§ Exercise objective
Repeat word for word everything from "# Leaving Cert" down to "education after LCA?" in the forum thread about Leaving Cert Applied.

§ Passage to read
--- --- ---

# Leaving Cert Applied: Education options for teens



## sansolde (15 Apr 2008)

To settle a parent/teen argument: can somebody give me an honest opinion about the option Leaving Cert Applied.  What type of student is LCA suitable for?  Is it considered a 'lower' form of leaving cert? Can kids go on to further/higher education after LCA? 
Opinions appreciated.


----------



## extopia (15 Apr 2008)

*Re: Education options for teens*



I think it is definitely a "lower" leaving cert, but better than leaving school after the junior cert. Could be a good option for students who have difficulty with academic work.


----------



## television (15 Apr 2008)

*Re: Education options for teens*

Im not sure if Institutes of technology will accept it for entry in fact im sure they dont. Also a lot of the time the kids going into to LCA can be kinda poorly behaved. However if LCA is done right in a school it can have some benifit if the student makes an effort. But it can be hard for genuine students in an LCA class because of the behaviour of a few. Overall I would say if you son daughter would not get a pass LC then LCA is probably the best route for them. A pass LC for me is to pass maths and english ordinary level  and get a few more passes. If he she is capable of this then I say stick to the ordinary leaving cert.


----------



## jeny (16 Apr 2008)

*Re: Education options for teens*

LCA is considered lower than Normal leaving Cert. 

You can g to college after but usually have to do a PLC course first, However generally students who participate in LCA are doing all lower or foundation subjetcs and dont think they are going to pass the LC so they to LCA to give them options.

Its geared i felt to people who want to go onto to FAS course etc like plumber, electric who are good with hands etc but not necessarily at sitting down and doing exams.

I knew numerous people who did it and there have been mised outcomes, some set up own companies doing trade work( painting) some went onto do more courses i.e fitness insturctor & applied computer!

Its up to the person.

But i guess to answer your question- It is considered as lower than the LC


----------



## jeny (16 Apr 2008)

*Re: Education options for teens*

Just wondering does your child have any idea what they want to do at all?


----------



## sansolde (17 Apr 2008)

*Re: Education options for teens*

Thanks for the useful info. Jen my kid doesnt have much idea about career options, is just 15 years old but very good on computers + gadgets, loves cooking but also has a knack at makiing a quick €20 thru odd jobs. Definately not a reader and dislikes writing.

--- --- ---

Lines of data
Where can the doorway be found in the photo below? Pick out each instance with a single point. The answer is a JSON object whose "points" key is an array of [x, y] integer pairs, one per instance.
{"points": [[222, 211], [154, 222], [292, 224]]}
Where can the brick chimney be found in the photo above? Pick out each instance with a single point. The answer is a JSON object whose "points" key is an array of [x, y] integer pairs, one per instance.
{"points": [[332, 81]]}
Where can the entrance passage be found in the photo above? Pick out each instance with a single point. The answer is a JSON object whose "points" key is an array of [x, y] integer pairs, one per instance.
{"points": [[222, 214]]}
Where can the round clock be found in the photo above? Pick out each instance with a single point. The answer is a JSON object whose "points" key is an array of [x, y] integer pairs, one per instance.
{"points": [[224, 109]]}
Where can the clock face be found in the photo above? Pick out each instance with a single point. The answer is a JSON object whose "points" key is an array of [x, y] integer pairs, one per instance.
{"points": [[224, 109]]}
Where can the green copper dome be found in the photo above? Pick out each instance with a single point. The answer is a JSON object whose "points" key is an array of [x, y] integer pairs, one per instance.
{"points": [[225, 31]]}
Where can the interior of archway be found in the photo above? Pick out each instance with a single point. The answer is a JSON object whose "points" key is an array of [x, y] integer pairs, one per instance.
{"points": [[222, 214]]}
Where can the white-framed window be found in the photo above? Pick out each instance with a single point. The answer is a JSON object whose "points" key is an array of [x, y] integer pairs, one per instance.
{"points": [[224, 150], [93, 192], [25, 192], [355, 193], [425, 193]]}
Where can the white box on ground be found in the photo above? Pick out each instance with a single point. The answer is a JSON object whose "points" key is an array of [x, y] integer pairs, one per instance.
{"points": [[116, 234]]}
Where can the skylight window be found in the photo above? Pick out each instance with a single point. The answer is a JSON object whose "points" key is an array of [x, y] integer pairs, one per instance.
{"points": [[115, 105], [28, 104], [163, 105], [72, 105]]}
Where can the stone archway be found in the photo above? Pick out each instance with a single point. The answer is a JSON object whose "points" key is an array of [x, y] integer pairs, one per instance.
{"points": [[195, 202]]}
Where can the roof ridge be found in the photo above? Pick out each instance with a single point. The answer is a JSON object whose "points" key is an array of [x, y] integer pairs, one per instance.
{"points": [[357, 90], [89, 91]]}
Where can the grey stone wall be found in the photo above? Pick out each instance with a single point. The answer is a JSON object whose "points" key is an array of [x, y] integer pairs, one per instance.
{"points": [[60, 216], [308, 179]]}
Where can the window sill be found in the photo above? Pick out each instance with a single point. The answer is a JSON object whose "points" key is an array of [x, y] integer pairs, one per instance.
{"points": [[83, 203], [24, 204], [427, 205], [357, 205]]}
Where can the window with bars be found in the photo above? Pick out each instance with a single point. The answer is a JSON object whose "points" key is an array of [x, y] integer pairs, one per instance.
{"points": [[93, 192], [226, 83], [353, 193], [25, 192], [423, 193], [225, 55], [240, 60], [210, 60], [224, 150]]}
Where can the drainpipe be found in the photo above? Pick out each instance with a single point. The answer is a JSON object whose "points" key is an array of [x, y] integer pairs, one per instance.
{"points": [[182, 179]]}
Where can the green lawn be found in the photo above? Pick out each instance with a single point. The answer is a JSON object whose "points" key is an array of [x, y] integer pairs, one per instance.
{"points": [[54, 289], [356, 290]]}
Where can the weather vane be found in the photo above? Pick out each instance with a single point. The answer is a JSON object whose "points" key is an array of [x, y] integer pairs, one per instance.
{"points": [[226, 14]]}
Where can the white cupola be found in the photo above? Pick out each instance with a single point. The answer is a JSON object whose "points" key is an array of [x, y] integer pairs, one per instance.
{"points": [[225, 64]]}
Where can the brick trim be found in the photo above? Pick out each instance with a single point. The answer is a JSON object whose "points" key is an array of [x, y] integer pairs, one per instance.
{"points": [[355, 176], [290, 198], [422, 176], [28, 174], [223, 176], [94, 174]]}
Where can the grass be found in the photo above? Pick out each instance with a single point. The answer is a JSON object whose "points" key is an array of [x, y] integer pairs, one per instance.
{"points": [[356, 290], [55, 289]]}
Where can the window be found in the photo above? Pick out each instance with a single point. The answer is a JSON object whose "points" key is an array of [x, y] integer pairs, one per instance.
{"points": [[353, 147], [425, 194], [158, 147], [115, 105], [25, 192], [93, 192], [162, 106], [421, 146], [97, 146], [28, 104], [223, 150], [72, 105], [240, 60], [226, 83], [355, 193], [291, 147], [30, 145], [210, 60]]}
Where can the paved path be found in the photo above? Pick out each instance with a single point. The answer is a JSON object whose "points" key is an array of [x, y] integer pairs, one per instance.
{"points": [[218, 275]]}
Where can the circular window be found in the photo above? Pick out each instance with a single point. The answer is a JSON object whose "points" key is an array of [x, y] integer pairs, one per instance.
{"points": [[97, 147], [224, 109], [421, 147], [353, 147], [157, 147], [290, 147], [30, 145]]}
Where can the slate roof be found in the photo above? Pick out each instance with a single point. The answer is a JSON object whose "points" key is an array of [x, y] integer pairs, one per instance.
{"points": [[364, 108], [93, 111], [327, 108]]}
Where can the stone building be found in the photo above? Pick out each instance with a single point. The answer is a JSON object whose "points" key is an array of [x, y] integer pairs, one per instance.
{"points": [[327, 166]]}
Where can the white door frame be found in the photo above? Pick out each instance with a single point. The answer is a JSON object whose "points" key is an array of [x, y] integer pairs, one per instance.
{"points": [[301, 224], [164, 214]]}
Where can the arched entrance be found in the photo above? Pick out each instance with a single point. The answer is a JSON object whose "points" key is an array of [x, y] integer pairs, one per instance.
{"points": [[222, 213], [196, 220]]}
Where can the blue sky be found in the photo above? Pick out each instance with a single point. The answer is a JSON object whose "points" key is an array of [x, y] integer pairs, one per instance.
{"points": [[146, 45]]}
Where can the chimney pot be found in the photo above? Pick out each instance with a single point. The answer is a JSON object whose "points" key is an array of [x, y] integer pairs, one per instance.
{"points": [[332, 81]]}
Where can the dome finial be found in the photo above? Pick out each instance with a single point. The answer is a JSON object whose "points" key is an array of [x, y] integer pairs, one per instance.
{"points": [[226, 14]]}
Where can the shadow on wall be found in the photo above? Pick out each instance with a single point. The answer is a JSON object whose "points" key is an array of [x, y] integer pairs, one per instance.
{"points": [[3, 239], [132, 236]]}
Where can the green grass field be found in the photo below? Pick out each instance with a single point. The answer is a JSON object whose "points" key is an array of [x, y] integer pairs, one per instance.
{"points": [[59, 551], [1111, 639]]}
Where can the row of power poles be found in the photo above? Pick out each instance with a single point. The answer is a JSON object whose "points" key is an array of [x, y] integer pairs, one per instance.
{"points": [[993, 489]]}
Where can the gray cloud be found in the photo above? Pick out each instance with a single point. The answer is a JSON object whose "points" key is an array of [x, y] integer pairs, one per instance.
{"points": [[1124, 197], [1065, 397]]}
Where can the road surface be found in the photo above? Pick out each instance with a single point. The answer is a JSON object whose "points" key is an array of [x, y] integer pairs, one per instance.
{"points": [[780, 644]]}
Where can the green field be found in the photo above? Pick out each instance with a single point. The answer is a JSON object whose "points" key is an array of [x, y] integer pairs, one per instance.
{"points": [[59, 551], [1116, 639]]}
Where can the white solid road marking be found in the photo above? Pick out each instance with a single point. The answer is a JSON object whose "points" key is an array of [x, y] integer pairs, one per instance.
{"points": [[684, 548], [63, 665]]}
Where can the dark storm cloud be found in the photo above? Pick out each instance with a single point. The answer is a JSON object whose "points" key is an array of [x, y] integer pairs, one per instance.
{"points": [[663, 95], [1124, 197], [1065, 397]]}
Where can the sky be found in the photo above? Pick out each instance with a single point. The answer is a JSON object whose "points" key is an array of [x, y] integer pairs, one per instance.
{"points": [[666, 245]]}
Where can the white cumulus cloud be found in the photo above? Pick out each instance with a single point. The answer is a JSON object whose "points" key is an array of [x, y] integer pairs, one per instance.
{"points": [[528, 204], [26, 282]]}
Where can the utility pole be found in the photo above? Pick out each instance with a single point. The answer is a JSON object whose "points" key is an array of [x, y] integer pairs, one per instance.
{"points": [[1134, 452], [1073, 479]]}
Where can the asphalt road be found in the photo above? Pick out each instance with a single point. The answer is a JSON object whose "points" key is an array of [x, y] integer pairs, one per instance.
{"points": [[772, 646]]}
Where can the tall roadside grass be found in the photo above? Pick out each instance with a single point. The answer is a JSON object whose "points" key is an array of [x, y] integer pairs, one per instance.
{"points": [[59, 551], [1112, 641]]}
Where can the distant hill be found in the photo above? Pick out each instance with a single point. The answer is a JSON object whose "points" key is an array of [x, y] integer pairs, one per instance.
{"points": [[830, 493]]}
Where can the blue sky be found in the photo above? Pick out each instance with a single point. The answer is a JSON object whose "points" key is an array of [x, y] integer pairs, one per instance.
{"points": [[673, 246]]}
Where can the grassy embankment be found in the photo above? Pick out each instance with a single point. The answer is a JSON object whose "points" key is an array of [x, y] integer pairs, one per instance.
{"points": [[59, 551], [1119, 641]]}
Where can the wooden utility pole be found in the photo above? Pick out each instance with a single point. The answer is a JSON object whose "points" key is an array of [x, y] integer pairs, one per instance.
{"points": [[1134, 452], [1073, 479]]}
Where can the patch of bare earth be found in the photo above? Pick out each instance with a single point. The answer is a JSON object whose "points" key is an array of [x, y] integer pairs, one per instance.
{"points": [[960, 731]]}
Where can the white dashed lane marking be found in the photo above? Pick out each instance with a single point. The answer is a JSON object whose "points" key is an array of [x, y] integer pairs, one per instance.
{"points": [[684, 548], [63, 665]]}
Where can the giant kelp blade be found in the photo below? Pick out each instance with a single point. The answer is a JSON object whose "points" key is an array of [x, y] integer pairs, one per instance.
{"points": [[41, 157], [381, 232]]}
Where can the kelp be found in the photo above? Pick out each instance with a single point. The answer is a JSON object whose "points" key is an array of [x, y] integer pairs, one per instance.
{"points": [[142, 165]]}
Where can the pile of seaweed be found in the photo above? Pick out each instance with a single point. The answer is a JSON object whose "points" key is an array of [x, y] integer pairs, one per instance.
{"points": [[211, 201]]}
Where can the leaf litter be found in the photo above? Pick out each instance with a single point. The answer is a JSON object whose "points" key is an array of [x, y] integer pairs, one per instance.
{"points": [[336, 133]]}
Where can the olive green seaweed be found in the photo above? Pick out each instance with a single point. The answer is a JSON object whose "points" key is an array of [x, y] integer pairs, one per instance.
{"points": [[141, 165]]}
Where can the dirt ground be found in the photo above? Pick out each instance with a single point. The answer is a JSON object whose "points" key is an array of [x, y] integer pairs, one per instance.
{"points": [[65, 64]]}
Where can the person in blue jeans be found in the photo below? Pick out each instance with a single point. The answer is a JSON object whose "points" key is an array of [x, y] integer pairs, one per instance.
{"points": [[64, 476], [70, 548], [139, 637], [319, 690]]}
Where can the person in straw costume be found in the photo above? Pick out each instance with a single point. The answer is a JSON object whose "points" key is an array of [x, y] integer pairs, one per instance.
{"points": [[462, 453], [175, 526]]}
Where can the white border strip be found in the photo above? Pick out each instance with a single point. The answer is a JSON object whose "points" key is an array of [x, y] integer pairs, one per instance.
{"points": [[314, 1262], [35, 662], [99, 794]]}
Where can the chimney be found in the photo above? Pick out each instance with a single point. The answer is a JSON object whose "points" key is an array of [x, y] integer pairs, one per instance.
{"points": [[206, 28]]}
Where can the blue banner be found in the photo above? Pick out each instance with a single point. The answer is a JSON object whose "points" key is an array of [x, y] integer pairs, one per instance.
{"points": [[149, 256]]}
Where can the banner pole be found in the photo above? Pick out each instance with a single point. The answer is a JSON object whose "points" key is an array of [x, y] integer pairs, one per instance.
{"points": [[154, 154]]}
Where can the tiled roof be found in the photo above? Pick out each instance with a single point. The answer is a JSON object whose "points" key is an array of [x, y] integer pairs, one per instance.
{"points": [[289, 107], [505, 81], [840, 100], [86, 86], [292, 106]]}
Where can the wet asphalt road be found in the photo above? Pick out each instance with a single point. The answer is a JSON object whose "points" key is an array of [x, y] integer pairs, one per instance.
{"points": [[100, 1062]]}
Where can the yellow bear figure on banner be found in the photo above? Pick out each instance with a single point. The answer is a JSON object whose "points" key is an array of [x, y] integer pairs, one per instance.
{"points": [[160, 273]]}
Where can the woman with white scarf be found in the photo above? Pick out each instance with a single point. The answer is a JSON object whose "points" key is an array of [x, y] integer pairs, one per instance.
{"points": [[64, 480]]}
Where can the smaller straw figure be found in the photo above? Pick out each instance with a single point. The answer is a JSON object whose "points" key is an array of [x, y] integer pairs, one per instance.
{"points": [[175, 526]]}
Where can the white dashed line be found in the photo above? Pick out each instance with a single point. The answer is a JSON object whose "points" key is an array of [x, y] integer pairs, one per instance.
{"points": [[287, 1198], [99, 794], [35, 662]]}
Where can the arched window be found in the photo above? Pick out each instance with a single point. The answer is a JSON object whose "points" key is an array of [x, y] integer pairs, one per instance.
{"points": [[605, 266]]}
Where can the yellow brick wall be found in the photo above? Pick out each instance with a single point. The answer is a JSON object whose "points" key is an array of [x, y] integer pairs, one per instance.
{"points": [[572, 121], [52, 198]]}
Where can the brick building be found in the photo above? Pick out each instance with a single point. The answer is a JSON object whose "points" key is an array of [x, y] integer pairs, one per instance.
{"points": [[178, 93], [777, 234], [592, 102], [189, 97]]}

--- --- ---

§ Solution for this exercise
# Leaving Cert Applied: Education options for teens



## sansolde (15 Apr 2008)

To settle a parent/teen argument: can somebody give me an honest opinion about the option Leaving Cert Applied.  What type of student is LCA suitable for?  Is it considered a 'lower' form of leaving cert? Can kids go on to further/higher education after LCA?